PROBLEMA A
Transcreva do excerto sobre os censos de 2021 o trecho que vai de "pop 2011 2021" a "nos Censos 2021.".
PROBLEMA B
Segundo o excerto sobre os censos de 2021, qual é o concelho que mais cresce em população, pelo menos fora de áreas urbanas?

EXCERTO
>>>>

Foram publicados os dados definitivos dos censos de 2021.

Por município, a comparação entre a população residente em 2011 e 2021 é a seguinte:

pop 2011 2021 b.jpg

Quanto mais carregado é o azul, maior é a diminuição de população, quanto mais carregado é o sépia, maior é o aumento.

Estranhamente, em vez de discutirmos por que razão Odemira é o concelho que mais cresce em população, pelo menos fora de áreas urbanas, o habitual é dizer-se que o modelo económico em que assenta este resultado é uma desgraça ambiental, social e económica (pelo menos no longo prazo), razão pela qual deveríamos substituí-lo por outro, mais próximo do que se passa em outros concelhos com muito boa imprensa, mas muito má imagem nos Censos 2021.

Não, não se pense que são uns matarruanos ignorantes que colocam a discussão no pé em que está, são mesmo as elites, repare-se no que diz a elite dos nossos demógrafos e sociólogos, que está na academia e tem acesso a jornais:

"é preciso começarmos a repensar os nossos pressupostos de sociedade, que não estão adaptados a estas novas realidades [do envelhecimento acentuado que os censos demonstram]", Maria João Valente Rosa.

"O problema [do desequilíbrio territorial na distribuição da população residente, que se tem acentuado] até surge no discurso político, "mas os subsídios ficam aquém do que se espera e o carácter estrutural das políticas que estão pensadas também fica aquém", diz", Jorge Malheiros.

<<<<

Entradas de dados recolhidos
>>>>

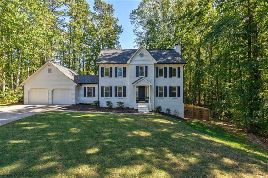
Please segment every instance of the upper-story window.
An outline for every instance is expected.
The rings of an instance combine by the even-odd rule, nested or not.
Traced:
[[[172,77],[176,77],[177,76],[177,68],[172,68]]]
[[[144,66],[139,66],[139,77],[144,77]]]
[[[109,67],[104,67],[104,77],[109,77]]]
[[[87,88],[87,97],[92,97],[92,87]]]
[[[118,77],[123,77],[123,67],[117,67]]]
[[[159,77],[164,77],[164,67],[159,67],[158,69],[158,75]]]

<<<<

ESPAÇO DE RESPOSTA A
pop 2011 2021 b.jpg

Quanto mais carregado é o azul, maior é a diminuição de população, quanto mais carregado é o sépia, maior é o aumento.

Estranhamente, em vez de discutirmos por que razão Odemira é o concelho que mais cresce em população, pelo menos fora de áreas urbanas, o habitual é dizer-se que o modelo económico em que assenta este resultado é uma desgraça ambiental, social e económica (pelo menos no longo prazo), razão pela qual deveríamos substituí-lo por outro, mais próximo do que se passa em outros concelhos com muito boa imprensa, mas muito má imagem nos Censos 2021.

ESPAÇO DE RESPOSTA B
Odemira.